**Requisitos del ejercicio**
Extrae del material cada línea en la que aparezca la cadena "sofa".

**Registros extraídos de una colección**
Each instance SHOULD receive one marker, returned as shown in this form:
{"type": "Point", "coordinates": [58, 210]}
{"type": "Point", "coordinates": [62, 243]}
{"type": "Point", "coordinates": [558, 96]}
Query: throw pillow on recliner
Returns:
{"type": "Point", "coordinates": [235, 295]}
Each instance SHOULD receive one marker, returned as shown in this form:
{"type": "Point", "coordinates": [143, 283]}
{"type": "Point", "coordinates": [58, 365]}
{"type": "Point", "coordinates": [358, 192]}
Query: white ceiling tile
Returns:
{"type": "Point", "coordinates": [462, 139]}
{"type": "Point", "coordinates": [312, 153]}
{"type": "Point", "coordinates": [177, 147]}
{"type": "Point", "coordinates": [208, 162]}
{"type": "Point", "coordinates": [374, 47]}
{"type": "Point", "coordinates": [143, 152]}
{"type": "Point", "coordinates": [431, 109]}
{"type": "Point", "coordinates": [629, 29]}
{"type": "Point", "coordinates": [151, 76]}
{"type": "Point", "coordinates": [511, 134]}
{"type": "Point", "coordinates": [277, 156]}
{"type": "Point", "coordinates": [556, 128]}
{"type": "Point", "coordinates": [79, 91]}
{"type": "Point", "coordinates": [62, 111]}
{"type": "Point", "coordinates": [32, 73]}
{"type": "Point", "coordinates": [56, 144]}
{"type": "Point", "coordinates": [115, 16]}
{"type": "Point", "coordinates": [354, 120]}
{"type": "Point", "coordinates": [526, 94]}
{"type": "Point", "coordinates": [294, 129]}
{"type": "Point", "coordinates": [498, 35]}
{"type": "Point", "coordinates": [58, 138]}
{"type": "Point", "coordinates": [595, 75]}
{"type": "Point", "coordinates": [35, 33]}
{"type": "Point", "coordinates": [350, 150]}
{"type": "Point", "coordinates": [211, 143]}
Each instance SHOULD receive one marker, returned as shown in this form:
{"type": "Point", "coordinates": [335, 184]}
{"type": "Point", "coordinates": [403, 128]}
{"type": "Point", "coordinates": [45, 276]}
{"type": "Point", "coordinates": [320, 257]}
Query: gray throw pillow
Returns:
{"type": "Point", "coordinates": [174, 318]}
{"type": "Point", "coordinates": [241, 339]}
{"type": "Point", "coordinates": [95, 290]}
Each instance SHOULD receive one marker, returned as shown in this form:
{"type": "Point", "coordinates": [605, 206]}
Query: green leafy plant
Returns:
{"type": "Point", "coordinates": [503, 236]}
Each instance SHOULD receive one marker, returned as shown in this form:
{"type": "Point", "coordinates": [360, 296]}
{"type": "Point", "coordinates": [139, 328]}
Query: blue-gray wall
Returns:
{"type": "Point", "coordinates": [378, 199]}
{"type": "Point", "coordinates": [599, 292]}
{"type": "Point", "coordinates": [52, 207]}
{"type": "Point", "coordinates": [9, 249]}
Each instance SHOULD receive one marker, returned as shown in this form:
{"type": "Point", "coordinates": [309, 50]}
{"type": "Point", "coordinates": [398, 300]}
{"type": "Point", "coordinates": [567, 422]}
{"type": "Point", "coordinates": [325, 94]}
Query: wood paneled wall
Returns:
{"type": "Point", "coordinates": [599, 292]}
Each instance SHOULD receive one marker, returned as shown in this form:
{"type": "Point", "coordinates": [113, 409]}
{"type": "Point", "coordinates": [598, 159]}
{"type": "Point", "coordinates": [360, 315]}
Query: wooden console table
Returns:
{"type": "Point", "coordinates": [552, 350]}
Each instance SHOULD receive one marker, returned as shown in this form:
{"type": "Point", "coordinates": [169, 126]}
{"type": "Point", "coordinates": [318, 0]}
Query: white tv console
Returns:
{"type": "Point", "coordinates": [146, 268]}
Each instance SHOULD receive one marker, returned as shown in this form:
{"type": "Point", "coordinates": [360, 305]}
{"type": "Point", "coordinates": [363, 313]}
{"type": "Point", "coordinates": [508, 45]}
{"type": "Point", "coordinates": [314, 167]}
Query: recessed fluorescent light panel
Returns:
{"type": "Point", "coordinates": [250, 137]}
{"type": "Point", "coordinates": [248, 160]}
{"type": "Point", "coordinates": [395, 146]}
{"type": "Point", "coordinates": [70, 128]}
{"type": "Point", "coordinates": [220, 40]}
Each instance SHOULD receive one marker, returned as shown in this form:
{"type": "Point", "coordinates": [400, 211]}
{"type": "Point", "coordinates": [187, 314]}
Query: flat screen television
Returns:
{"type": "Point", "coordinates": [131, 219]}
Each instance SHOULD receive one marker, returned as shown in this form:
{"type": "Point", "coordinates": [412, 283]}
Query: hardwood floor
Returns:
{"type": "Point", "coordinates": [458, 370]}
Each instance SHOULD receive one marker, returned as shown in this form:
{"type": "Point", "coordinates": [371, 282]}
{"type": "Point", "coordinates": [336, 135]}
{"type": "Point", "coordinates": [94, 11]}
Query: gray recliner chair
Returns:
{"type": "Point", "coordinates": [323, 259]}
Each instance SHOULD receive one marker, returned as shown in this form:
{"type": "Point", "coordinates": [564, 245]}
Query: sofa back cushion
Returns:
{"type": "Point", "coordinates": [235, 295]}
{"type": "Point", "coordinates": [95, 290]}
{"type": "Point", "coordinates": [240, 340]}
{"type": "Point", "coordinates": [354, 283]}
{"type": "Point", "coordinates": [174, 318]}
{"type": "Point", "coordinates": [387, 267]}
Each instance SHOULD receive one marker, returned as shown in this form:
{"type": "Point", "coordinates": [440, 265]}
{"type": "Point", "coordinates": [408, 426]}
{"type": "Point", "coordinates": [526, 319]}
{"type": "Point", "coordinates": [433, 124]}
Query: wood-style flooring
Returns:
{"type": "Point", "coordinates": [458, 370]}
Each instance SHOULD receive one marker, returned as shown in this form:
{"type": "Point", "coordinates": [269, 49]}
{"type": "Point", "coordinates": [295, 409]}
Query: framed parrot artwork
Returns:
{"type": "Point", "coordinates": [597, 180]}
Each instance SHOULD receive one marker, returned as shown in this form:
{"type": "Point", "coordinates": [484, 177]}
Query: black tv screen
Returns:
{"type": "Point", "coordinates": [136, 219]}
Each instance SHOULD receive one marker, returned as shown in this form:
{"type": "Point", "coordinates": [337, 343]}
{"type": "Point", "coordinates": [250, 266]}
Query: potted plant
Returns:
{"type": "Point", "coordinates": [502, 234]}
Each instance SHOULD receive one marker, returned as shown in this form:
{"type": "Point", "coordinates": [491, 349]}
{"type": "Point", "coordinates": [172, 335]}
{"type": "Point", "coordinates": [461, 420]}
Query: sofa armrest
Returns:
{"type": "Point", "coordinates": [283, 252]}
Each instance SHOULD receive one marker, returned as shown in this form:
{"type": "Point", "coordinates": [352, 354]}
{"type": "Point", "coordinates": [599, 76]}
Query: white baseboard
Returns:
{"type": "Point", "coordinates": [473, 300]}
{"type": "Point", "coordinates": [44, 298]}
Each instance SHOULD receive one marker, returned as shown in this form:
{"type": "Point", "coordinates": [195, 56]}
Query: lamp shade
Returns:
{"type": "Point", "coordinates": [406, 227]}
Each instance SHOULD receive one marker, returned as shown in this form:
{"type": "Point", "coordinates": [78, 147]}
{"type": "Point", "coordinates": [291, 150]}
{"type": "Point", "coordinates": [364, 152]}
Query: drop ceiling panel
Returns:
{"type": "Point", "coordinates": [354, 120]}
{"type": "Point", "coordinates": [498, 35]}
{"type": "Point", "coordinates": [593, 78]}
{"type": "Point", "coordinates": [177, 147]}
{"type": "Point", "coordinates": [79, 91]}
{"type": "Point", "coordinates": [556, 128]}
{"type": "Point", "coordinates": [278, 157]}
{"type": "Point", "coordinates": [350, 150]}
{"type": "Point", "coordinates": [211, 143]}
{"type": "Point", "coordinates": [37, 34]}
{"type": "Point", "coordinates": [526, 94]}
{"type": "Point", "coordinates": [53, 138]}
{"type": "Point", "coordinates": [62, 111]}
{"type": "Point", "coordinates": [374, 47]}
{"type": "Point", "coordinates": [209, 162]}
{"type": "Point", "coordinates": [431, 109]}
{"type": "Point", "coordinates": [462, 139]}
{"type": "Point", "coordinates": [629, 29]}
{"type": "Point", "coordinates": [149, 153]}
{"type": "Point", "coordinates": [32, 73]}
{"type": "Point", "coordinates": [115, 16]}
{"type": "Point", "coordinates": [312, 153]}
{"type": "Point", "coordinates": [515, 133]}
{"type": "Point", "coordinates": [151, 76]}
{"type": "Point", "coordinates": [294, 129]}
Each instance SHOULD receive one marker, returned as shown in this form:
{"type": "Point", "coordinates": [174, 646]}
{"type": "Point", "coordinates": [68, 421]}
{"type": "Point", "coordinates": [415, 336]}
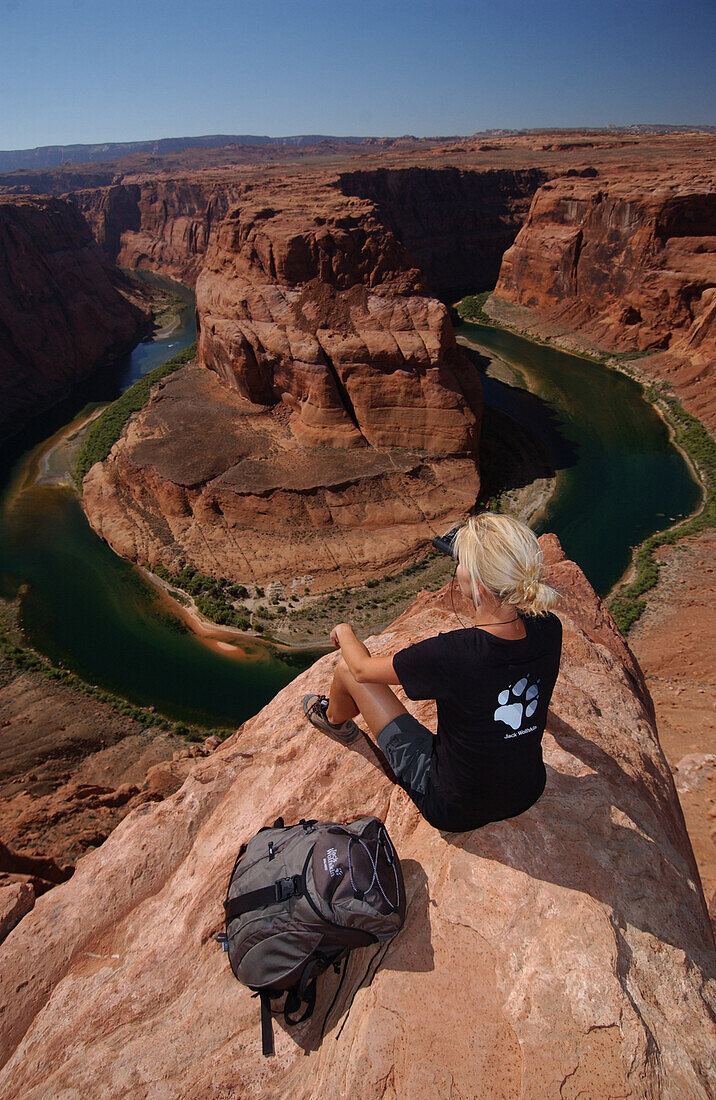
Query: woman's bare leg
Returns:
{"type": "Point", "coordinates": [348, 697]}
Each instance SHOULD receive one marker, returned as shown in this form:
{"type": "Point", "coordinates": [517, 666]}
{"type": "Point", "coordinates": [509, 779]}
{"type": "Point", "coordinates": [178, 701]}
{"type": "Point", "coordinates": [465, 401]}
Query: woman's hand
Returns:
{"type": "Point", "coordinates": [339, 633]}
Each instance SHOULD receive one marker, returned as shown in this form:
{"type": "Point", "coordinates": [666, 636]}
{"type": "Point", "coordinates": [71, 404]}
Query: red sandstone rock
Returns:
{"type": "Point", "coordinates": [630, 264]}
{"type": "Point", "coordinates": [164, 224]}
{"type": "Point", "coordinates": [566, 952]}
{"type": "Point", "coordinates": [15, 902]}
{"type": "Point", "coordinates": [343, 436]}
{"type": "Point", "coordinates": [314, 303]}
{"type": "Point", "coordinates": [254, 503]}
{"type": "Point", "coordinates": [63, 308]}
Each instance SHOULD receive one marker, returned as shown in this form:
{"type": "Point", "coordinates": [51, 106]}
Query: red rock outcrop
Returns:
{"type": "Point", "coordinates": [630, 264]}
{"type": "Point", "coordinates": [63, 308]}
{"type": "Point", "coordinates": [164, 224]}
{"type": "Point", "coordinates": [564, 953]}
{"type": "Point", "coordinates": [336, 430]}
{"type": "Point", "coordinates": [202, 475]}
{"type": "Point", "coordinates": [455, 223]}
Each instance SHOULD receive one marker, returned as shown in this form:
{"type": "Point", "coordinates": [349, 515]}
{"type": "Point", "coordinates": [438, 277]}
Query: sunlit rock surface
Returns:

**Problema resuelto**
Query: sofa back cushion
Query: sofa armrest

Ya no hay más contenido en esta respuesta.